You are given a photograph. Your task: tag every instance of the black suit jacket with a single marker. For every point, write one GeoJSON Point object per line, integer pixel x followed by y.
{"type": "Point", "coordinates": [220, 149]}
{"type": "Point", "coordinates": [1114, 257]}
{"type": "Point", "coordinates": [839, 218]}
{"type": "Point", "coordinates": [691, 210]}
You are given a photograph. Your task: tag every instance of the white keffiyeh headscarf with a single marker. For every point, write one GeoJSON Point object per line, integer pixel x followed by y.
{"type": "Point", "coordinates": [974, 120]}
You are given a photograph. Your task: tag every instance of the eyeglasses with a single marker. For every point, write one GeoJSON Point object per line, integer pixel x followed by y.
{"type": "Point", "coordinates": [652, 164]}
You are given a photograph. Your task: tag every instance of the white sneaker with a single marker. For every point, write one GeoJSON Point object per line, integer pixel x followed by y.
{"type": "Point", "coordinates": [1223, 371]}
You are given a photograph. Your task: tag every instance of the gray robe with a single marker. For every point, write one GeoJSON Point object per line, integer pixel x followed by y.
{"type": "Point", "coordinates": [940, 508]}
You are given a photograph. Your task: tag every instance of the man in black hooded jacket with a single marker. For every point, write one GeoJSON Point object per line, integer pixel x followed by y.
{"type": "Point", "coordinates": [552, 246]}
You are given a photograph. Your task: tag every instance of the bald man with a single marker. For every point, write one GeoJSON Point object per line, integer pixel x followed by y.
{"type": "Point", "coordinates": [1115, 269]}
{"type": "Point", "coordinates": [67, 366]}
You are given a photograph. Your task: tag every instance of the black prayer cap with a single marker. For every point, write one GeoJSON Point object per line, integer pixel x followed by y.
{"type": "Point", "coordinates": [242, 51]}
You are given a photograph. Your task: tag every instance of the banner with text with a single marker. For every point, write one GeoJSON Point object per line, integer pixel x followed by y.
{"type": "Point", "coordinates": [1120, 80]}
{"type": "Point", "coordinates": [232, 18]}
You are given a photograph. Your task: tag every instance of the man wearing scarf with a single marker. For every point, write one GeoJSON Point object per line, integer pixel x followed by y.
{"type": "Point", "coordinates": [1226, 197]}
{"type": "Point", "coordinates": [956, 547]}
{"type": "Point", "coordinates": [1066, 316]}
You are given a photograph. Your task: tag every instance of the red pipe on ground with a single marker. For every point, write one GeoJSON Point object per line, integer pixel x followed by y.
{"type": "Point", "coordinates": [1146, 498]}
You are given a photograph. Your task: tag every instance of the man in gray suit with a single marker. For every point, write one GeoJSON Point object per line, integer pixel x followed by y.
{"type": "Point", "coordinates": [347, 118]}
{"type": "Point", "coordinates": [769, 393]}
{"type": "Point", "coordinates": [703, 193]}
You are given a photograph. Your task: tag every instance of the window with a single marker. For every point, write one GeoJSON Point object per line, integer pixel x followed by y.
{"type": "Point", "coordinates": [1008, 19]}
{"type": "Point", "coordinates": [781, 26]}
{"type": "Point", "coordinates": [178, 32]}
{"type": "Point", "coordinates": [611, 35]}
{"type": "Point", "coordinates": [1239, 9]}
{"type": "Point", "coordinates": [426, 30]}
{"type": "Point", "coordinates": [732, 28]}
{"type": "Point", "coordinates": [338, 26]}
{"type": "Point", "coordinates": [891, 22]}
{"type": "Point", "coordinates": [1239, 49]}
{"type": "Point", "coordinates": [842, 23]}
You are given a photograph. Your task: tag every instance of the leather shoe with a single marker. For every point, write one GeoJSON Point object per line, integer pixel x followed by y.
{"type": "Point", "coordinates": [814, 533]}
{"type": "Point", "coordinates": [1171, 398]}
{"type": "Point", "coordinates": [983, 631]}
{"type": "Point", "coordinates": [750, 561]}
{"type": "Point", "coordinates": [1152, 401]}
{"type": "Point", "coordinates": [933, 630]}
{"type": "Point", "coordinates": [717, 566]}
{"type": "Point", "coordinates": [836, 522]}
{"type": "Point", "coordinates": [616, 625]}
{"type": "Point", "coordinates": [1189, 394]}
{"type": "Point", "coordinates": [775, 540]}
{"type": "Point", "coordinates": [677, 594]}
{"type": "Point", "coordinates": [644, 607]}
------------------------------------
• **TASK DIRECTIONS**
From the line holding "of the window" through the last line above, reproduce each line exactly and add nothing.

• **SOLUTION TO THIS EXERCISE**
You are given a photograph. Your task: tag every instance of the window with a single marker. For every point, write one GeoJSON Point object per line, integer pixel x followed by y.
{"type": "Point", "coordinates": [1008, 19]}
{"type": "Point", "coordinates": [781, 26]}
{"type": "Point", "coordinates": [178, 32]}
{"type": "Point", "coordinates": [611, 35]}
{"type": "Point", "coordinates": [1239, 9]}
{"type": "Point", "coordinates": [426, 30]}
{"type": "Point", "coordinates": [732, 28]}
{"type": "Point", "coordinates": [338, 26]}
{"type": "Point", "coordinates": [891, 22]}
{"type": "Point", "coordinates": [1239, 49]}
{"type": "Point", "coordinates": [842, 23]}
You are given a photograph. Your task: tag every instance of the leather shoe with a single marker. For every point, write one GeoJSON Point object per line, integer pixel x followed by y.
{"type": "Point", "coordinates": [814, 533]}
{"type": "Point", "coordinates": [1171, 398]}
{"type": "Point", "coordinates": [983, 631]}
{"type": "Point", "coordinates": [750, 561]}
{"type": "Point", "coordinates": [1152, 401]}
{"type": "Point", "coordinates": [933, 630]}
{"type": "Point", "coordinates": [717, 566]}
{"type": "Point", "coordinates": [836, 522]}
{"type": "Point", "coordinates": [616, 625]}
{"type": "Point", "coordinates": [1189, 394]}
{"type": "Point", "coordinates": [775, 540]}
{"type": "Point", "coordinates": [677, 594]}
{"type": "Point", "coordinates": [644, 607]}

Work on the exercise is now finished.